■ Estratto

Putan Club @Sala Nera, Corte dei Miracoli. Siena 01.03.2025
A distanza di due settimane dal concerto di Dalila Kayos torniamo a Siena. Stasera nella Sala Nera di Corte dei Miracoli è prevista l’unica tappa toscana del tour che supporta, e promuove, la release del nuovo album del Putan Club. “Filles d’Octobre” esce ufficialmente dopodomani, terzo giorno del terzo mese dell’anno. Ma è già qualche settimana che il disco è in bella mostra sul banchetto del merchandising che Gianna e François allestiscono pazientemente ogni sera in cui portano in giro il proprio spettacolo. E che dopo questa settimana tutta italiana, li vedrà raggiungere Francia, Inghilterra, Belgio, Svizzera, Austria, Germania e Olanda. Prima di virare ad est, in Slovenia, Croazia, Serbia, Bosnia, Kosovo, Macedonia e infine Grecia.
Questa è una serata speciale. Sono arrivate le copie in CD digisleeve, e da stasera accompagneranno quelle in formato 2×12” gatefold LP per tutto il resto del tour. L’offensiva del duo franco-salentino raddoppia il proprio assalto proprio qui nella terra dei Ghibellini, che noi, Guelfi del Granducato visitiamo sempre con piacere. Ne daremo via pochissime copie a fine serata, quando, con nostra grande sorpresa assisteremo a una ressa (quasi esclusivamente al femminile) per accaparrarsi poster, magliette e tote bag (esattamente in quest ordine). Ci sarà comunque tempo per darle via. Del resto, volendo essere fiscali, siamo a sabato sera e il disco esce lunedì…
Ok, inutile girarci intorno, sapete tutti (e chi non lo sapeva lo scopre adesso) che il disco del Putan Club esce per Toten Schwan, e che, quindi, potrei avere un conflitto di interessi nel momento in cui vengo a raccontarvi questa serata. Ma sapete, allo stesso modo, voi che avete visto almeno una volta un loro concerto, che non vi racconto nulla di nuovo, e che, ogni mia parola corrisponde alla realtà delle cose. Una serata in loro compagnia vi cambia l’approccio alla musica. Dopo, nulla potrà essere più come prima. Parole forti? Solo per chi non li ha mai incontrati. Assistete ad una loro performance, e poi mi darete ragione. Non tacciatemi di presunzione prima di averli messi alla prova.
La serata è a tema, e verte intorno al motivo carnevalesco, come si evince in modo piuttosto netto dal volantino, affisso sui muri della Corte già diverse settimane prima. Non sono infatti pochi quelli che, a ridosso dell’inizio del concerto, si presentano in maschera, rispettando in pieno il dress code indicato. Molti di loro non hanno idea di cosa stia per accadere, e infatti, restano interdetti non appena partono le note di apertura di “État du capitalisme français”, brano che apre sia la serata che l’album.

■ Consegna 1
Riproduci senza modifiche le righe riportate qui sotto, dalla riga che contiene "Place one point per instance of the woman" fino all'ultima riga, entrambe incluse.

■ Righe di esercizio

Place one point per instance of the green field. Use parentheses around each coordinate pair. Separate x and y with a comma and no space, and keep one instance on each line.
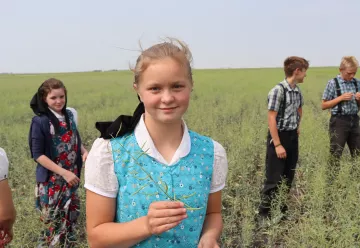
(228,105)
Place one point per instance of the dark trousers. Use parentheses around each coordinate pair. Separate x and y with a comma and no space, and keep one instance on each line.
(343,129)
(279,169)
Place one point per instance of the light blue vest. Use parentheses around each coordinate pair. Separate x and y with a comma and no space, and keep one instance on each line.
(143,180)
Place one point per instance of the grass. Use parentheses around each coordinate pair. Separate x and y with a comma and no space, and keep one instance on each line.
(228,105)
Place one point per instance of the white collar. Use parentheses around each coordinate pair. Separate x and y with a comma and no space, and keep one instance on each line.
(60,117)
(147,145)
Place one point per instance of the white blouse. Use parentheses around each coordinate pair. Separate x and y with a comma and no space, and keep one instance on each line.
(4,165)
(100,176)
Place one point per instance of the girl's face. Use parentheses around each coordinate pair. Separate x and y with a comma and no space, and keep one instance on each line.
(348,73)
(56,100)
(165,90)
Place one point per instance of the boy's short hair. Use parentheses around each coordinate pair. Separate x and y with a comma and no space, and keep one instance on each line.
(294,62)
(349,62)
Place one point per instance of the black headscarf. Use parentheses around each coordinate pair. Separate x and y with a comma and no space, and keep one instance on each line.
(40,107)
(122,125)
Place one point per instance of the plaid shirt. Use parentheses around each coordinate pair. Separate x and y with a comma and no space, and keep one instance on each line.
(348,107)
(294,101)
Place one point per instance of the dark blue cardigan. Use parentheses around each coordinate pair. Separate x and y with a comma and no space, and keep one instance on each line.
(40,143)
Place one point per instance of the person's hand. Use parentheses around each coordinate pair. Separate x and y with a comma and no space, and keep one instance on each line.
(280,152)
(207,242)
(164,215)
(347,96)
(70,178)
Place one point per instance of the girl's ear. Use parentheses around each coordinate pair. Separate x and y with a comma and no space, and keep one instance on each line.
(135,86)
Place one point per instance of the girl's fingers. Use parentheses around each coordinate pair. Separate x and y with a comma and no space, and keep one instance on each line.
(167,221)
(168,212)
(164,228)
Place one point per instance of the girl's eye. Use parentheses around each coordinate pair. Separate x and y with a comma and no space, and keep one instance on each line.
(154,89)
(178,86)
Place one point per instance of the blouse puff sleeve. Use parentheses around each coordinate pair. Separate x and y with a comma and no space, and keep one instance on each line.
(100,176)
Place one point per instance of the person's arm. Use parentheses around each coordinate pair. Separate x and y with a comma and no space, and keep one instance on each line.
(104,233)
(100,226)
(330,100)
(275,97)
(7,213)
(213,223)
(70,177)
(327,104)
(37,150)
(300,117)
(84,152)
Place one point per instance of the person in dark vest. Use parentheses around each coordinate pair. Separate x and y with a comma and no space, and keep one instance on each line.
(285,102)
(55,145)
(342,97)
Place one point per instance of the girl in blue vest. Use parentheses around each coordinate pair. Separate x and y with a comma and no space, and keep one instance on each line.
(55,145)
(151,182)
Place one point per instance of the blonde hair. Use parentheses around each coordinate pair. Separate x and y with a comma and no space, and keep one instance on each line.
(170,48)
(349,62)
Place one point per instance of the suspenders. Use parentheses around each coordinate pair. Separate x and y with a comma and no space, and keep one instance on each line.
(282,114)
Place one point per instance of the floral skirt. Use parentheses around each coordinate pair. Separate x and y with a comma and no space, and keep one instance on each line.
(59,205)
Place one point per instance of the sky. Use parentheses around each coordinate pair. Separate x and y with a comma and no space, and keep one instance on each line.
(81,35)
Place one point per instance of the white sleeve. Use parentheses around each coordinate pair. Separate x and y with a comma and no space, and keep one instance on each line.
(220,168)
(4,165)
(74,112)
(99,173)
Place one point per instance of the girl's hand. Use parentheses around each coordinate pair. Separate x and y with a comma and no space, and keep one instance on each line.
(208,243)
(164,215)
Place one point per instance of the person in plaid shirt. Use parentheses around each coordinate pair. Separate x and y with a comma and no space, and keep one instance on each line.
(341,96)
(285,103)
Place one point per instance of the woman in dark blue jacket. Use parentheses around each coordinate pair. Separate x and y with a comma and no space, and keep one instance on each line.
(55,144)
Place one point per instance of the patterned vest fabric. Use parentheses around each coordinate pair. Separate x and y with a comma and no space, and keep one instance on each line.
(143,180)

■ Consegna 2
Trascrivi fedelmente il passo del resoconto sul concerto del Putan Club, dalle parole "La serata è" fino alle parole "serata che l’album.".

■ Risultato finale 1
Place one point per instance of the woman in dark blue jacket. Use parentheses around each coordinate pair. Separate x and y with a comma and no space, and keep one instance on each line.
(55,144)
Place one point per instance of the patterned vest fabric. Use parentheses around each coordinate pair. Separate x and y with a comma and no space, and keep one instance on each line.
(143,180)

■ Risultato finale 2
La serata è a tema, e verte intorno al motivo carnevalesco, come si evince in modo piuttosto netto dal volantino, affisso sui muri della Corte già diverse settimane prima. Non sono infatti pochi quelli che, a ridosso dell’inizio del concerto, si presentano in maschera, rispettando in pieno il dress code indicato. Molti di loro non hanno idea di cosa stia per accadere, e infatti, restano interdetti non appena partono le note di apertura di “État du capitalisme français”, brano che apre sia la serata che l’album.